● **What the exercise asks**: Count how many lines in the records below contain the word "plant". Reply with the number alone.

● **The records**:

** Start **

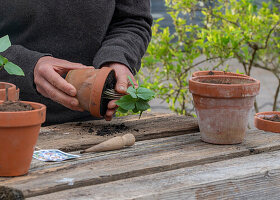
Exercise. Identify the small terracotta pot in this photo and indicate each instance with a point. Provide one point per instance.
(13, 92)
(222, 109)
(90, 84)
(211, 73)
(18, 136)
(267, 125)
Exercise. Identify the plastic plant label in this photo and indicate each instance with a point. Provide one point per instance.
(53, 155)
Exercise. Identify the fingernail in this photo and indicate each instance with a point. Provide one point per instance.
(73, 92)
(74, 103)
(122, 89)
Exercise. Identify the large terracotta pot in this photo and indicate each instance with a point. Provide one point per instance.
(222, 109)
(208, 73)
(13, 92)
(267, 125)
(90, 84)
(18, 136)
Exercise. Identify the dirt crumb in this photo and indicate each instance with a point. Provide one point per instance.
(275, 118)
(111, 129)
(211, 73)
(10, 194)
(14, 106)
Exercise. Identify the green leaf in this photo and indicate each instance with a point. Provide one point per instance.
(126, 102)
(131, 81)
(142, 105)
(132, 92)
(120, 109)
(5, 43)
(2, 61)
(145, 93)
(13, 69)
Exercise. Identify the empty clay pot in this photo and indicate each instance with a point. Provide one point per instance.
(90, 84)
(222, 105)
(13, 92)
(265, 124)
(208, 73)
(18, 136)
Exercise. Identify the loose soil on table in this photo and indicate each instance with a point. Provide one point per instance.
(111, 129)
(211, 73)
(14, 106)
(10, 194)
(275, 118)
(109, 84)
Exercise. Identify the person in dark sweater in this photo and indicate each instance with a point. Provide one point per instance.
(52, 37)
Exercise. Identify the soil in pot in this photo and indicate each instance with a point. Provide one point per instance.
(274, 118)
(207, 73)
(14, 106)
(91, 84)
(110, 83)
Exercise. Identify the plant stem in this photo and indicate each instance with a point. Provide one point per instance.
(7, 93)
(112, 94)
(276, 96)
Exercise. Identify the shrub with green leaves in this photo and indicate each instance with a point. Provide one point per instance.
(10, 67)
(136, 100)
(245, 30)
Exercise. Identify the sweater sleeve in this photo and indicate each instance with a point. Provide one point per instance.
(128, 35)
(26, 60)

** End **
** Start **

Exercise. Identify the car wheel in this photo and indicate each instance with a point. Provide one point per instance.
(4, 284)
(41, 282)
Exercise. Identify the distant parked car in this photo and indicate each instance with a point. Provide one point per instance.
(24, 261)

** End **
** Start **

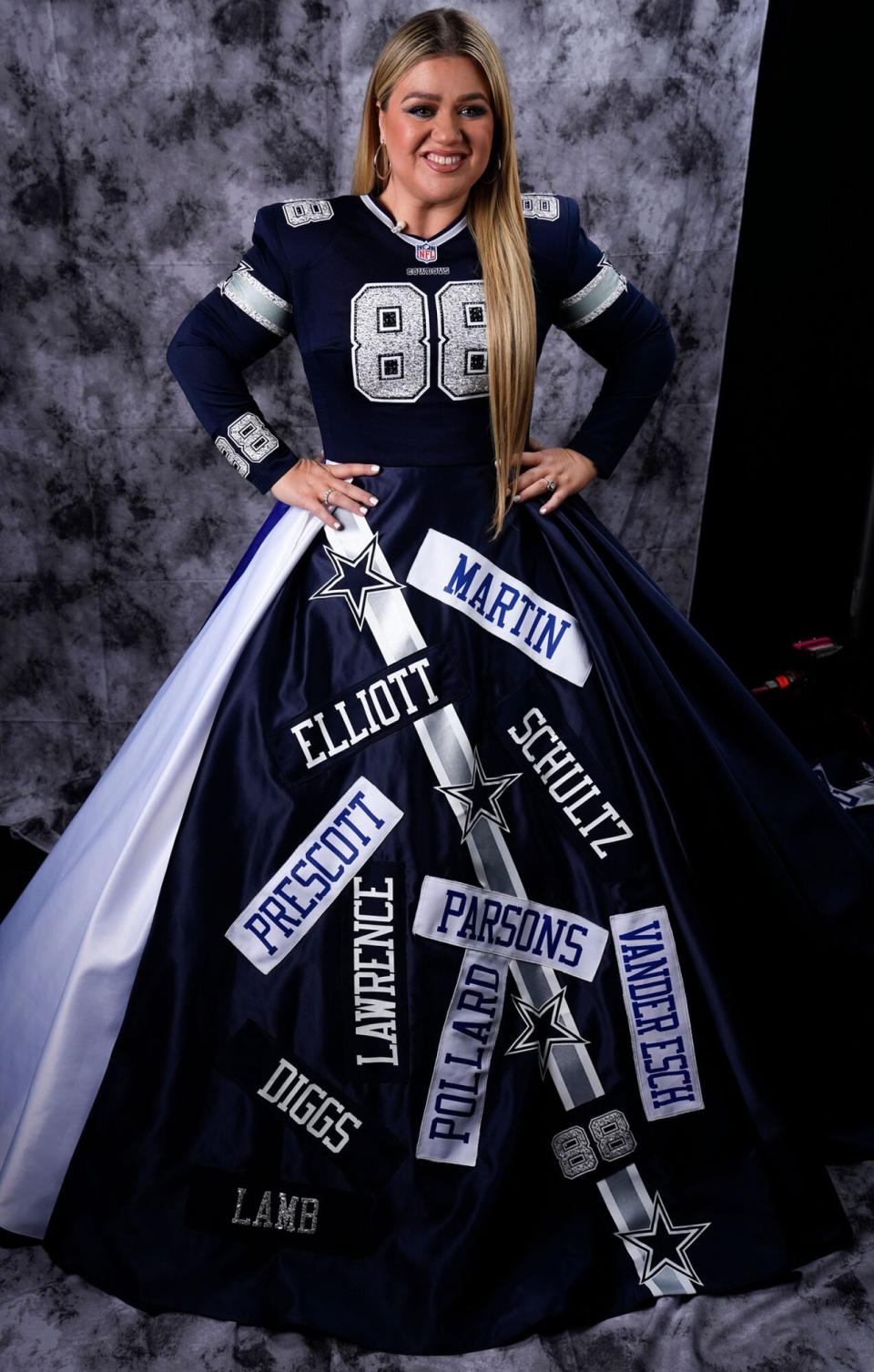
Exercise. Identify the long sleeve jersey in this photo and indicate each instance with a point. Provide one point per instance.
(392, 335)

** End **

● **Final result**: 2